++++ DATASET CONTENT

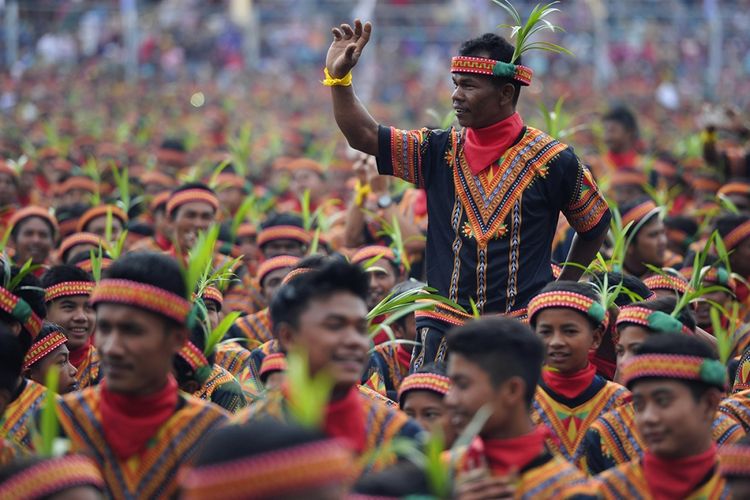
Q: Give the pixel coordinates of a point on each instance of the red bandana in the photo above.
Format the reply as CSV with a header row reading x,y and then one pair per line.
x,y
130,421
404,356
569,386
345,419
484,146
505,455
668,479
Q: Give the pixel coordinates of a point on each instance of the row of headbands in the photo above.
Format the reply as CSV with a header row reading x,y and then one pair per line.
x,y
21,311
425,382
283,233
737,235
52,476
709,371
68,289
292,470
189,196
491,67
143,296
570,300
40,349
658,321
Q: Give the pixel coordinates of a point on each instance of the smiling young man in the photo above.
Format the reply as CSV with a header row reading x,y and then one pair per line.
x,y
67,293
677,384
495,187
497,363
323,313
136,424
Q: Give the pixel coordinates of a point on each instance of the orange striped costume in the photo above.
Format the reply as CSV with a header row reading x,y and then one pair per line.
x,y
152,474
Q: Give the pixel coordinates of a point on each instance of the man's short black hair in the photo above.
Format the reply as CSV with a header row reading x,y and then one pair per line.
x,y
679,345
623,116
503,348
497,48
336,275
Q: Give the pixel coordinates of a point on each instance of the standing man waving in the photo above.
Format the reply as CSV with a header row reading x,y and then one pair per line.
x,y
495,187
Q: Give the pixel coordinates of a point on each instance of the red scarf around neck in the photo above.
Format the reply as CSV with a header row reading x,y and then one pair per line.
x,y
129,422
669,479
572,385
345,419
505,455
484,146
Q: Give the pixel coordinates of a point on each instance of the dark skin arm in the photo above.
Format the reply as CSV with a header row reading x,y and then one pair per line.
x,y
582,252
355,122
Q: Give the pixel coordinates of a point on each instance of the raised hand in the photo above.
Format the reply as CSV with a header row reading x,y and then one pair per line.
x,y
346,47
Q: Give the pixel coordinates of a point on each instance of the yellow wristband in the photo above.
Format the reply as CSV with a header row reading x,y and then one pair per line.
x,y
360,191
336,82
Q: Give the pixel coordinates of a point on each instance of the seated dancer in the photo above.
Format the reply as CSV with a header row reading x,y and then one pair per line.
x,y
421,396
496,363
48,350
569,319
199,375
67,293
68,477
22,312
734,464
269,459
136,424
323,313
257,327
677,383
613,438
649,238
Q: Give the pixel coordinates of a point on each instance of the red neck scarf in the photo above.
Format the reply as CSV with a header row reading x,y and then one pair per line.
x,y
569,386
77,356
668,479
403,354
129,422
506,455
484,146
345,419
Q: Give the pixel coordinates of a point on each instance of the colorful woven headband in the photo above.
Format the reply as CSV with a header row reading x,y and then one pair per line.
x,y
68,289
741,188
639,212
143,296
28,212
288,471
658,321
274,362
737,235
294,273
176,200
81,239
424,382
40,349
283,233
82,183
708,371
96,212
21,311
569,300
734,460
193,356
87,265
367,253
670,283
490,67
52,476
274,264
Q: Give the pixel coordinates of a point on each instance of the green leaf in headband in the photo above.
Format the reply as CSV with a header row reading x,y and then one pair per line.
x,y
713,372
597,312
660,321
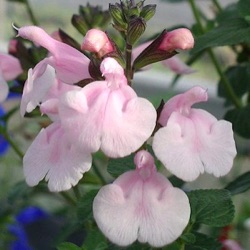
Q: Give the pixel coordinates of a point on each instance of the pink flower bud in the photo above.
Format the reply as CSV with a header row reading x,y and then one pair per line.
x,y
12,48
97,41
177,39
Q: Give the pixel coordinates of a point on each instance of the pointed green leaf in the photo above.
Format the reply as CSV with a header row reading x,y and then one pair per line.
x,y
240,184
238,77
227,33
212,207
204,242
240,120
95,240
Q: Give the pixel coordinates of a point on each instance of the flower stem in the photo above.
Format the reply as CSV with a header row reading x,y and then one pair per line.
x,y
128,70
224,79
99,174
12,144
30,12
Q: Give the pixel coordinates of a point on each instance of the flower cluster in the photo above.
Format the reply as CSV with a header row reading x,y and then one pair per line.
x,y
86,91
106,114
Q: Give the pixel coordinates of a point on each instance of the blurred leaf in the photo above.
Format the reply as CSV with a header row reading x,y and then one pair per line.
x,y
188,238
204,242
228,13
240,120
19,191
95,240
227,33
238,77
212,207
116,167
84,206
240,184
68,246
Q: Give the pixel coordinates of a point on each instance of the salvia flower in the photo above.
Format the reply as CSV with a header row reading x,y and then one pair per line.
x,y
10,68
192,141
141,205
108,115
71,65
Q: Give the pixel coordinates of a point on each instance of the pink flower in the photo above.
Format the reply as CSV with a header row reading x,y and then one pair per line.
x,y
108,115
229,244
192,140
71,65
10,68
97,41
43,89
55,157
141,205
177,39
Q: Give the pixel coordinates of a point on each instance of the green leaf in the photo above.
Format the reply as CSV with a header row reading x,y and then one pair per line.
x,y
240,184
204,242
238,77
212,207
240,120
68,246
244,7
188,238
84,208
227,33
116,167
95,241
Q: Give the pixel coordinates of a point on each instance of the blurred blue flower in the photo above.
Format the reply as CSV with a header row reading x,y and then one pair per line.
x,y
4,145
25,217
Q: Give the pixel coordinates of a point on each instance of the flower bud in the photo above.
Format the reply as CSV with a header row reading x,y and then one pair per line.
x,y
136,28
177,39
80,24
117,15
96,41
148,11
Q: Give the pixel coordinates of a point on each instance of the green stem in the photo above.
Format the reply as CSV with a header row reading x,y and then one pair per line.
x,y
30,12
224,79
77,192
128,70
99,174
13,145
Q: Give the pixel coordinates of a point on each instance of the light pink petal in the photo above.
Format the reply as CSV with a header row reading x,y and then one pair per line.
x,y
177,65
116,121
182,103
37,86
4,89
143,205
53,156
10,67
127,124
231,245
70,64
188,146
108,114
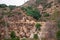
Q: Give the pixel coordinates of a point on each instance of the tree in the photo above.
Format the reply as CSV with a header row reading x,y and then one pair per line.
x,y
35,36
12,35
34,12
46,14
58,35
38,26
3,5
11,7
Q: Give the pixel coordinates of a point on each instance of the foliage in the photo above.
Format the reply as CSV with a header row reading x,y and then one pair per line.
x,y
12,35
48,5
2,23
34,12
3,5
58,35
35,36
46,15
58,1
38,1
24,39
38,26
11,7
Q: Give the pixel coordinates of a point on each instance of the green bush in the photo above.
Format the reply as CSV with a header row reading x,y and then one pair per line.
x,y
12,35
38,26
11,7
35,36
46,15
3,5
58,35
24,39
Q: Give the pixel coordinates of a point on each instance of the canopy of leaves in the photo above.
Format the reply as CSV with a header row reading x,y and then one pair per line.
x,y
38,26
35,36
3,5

++++++++

SET EXERCISE –
Every line from the one holding "foliage in the photo above." through the final line of the listing must be echoed exactly; leave out all other lines.

SOLUTION TO THE EXERCISE –
Q: Give the pixel coordinates of a point on each instance of the foliage in the photo above.
Format the reply as CSV with a header row reading x,y and then one pair per line.
x,y
12,35
48,5
2,23
34,12
3,5
58,35
35,36
46,15
58,1
38,1
24,39
38,26
11,7
Q: Give the pixel coordinates of a point on each instance of the green bush in the photo above.
Format the reply as CSV with a header row reading x,y and then one pair per line.
x,y
12,35
38,26
11,7
35,36
46,15
3,5
58,35
24,39
Q: Give the pixel coordinates of a point on each instance of the canopy of leaves in the photo above.
Format the reply as CSV with a header row reading x,y and then one pair per line.
x,y
38,26
35,36
3,5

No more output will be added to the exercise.